TUJUAN TUGAS :: Ringkaslah paragraf dalam teks tentang rupiah yang diawali "Pelemahan ekonomi global pada 2015" menjadi daftar poin singkat yang tetap memuat fakta-fakta utamanya.

Seberapa krusial
kah rupiah?
Pelemahan
ekonomi global pada 2015 tidak dapat dipungkiri telah banyak mencatatkan
kinerja perlambatan dari berbagai sektor ekonomi yang mennjadi andalan untuk
menopang besarnya PBD di Indonesia. Dorongan untuk terus menambahkan dan
meperluas bebagai stimulus dan insentive kepada sektor-sektor yang terdampak
pelemahan terus dilakukan agar tidak memperburuk perekonomian nasional.
Masalah-masalah krusial yang melibatkan sektor keuangan merupakan yang paling
banyak mendapatkan insentif dari pemerintah. Data yang tercatat, pada sektor
ini swasta lebih banyak melakukan transaksi pembayaran dibandingkan dengan
penarikan di luar negeri. Inilah yang cukup membuat cadangan devisa menjadi
turun karena pembayaran hutang yang telah jatuh tempo juga tidak dapat
dihindari sehingga surplus pada neraca pembayaran juga ikut tertekan. Sumbangan
dari sektor keuangan melalui investasi juga tidak dapat menutupi defisit NPI
tersebut. Ketidakstabilan perekonomian global merupakn masalah bagi semua negara,
terutama bagi negara-negara emerging
faktor eksternal seperti ini pastinya telah berpengaruh besar pada kinerja
perkonomian nasional, terutama jika dipandang dari segi nilai tukar mata uang.
Sepanjang 2015 rupiah telah mengalami depresiasi mata uang sekitar 10 persen.
Dengan depresiasi ini, cadangan devisa menjadi sedikit mengalami tekanan,
karena naiknya nilai hutang negara.

DATA BERIKUT ::
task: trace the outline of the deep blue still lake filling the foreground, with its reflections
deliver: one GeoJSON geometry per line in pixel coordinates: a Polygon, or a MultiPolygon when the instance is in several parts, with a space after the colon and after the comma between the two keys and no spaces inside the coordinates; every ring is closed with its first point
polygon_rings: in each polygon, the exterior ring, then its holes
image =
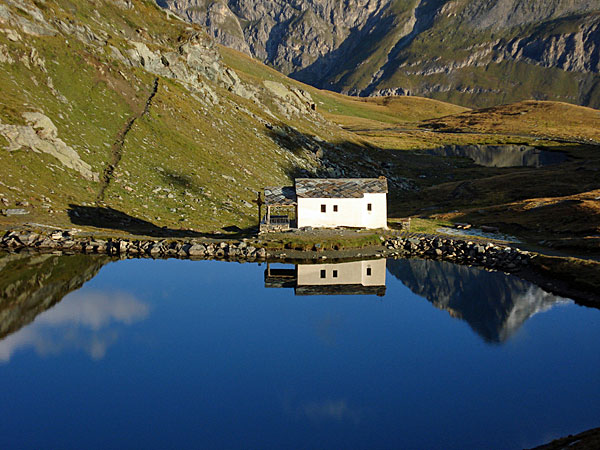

PENYELESAIAN LATIHAN ::
- Pelemahan ekonomi global pada 2015 memperlambat kinerja berbagai sektor ekonomi andalan Indonesia.
- Stimulus dan insentif bagi sektor yang terdampak terus ditambah dan diperluas agar perekonomian nasional tidak memburuk.
- Sektor keuangan paling banyak mendapatkan insentif dari pemerintah.
- Di sektor ini, pihak swasta lebih banyak melakukan transaksi pembayaran daripada penarikan di luar negeri.
- Kondisi itu, ditambah pembayaran utang yang jatuh tempo, menurunkan cadangan devisa dan menekan surplus neraca pembayaran.
- Investasi dari sektor keuangan tidak mampu menutupi defisit NPI.
- Ketidakstabilan ekonomi global menjadi masalah bagi semua negara, terutama negara-negara emerging.
- Faktor eksternal ini berpengaruh besar pada perekonomian nasional, khususnya pada nilai tukar mata uang.
- Sepanjang 2015 rupiah terdepresiasi sekitar 10 persen.
- Depresiasi itu menekan cadangan devisa karena nilai utang negara naik.